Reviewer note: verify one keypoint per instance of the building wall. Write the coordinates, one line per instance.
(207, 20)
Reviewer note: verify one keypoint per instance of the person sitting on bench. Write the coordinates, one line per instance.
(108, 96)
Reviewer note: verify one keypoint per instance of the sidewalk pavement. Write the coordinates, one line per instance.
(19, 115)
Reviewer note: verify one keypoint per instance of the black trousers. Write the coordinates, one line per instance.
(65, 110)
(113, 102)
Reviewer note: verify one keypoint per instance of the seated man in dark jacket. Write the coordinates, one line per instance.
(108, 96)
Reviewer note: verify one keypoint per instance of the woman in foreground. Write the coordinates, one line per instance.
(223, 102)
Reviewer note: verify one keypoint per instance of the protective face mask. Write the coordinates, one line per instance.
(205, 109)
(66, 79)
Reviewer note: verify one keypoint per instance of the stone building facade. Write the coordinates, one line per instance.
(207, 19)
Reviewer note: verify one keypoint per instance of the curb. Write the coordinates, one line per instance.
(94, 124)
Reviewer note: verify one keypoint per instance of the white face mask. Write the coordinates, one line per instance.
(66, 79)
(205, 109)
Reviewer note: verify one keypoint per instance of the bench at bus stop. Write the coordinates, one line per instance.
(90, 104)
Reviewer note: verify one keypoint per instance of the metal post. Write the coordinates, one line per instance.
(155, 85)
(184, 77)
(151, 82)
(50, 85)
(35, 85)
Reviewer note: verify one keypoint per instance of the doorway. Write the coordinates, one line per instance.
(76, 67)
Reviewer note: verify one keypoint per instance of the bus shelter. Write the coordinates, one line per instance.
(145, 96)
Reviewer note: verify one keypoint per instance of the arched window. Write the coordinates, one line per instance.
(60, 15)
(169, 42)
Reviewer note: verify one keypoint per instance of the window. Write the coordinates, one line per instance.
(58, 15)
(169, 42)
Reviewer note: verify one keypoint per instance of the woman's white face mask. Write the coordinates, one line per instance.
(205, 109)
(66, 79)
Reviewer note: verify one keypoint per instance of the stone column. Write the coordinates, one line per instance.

Task objective: Your task is to copy every record exactly.

The completed task:
Reviewer note: verify one keypoint per instance of the building wall. Write the coordinates, one line per instance.
(207, 20)
Reviewer note: verify one keypoint per instance of the person sitting on bench. Write the coordinates, one line per instance.
(108, 96)
Reviewer note: verify one keypoint per instance of the sidewalk pavement. Write the coordinates, one line per instance.
(19, 115)
Reviewer note: verify one keypoint per instance of the black trousers. Write the coordinates, one line per instance.
(65, 110)
(113, 102)
Reviewer note: verify one keypoint per instance of the seated man in dark jacket. Write the coordinates, one line per instance.
(108, 96)
Reviewer note: verify one keypoint per instance of the woman in foreground. Write the coordinates, one line per instance.
(223, 102)
Reviewer note: verify one keypoint per instance of the protective face mask. Write the coordinates, one line per instance.
(205, 109)
(66, 79)
Reviewer note: verify one keypoint per instance of the stone building facade. Write the coordinates, one line per instance.
(207, 19)
Reviewer note: verify one keypoint per instance of the curb. Write the coordinates, one line per instance.
(94, 124)
Reviewer note: verify one keypoint per instance of the white face mask. Write the coordinates, one line per instance.
(66, 79)
(205, 109)
Reviewer note: verify one keypoint per instance of the bench at bus stop. Write the coordinates, one line per instance.
(90, 104)
Reviewer note: verify one keypoint per instance of the metal post. Write the coordinates, one line per instance.
(155, 85)
(184, 77)
(151, 82)
(50, 85)
(35, 85)
Reviewer note: verify one keypoint per instance of the doorway. Write the coordinates, one line per instance.
(76, 67)
Reviewer note: verify one keypoint per instance of the bus shelter. Write the coordinates, one line per instance.
(145, 96)
Reviewer note: verify one keypoint per instance of the arched window. Write the coordinates, one line per instance.
(60, 15)
(169, 42)
Reviewer note: verify one keypoint per instance of the window. Write the coordinates, one line per instance.
(58, 15)
(169, 42)
Reviewer note: verify one keypoint per instance of the woman's white face mask. Write the coordinates, one line per instance.
(205, 109)
(66, 79)
Reviewer note: verify one keypoint per instance of the stone column. Write the coordinates, one line per instance.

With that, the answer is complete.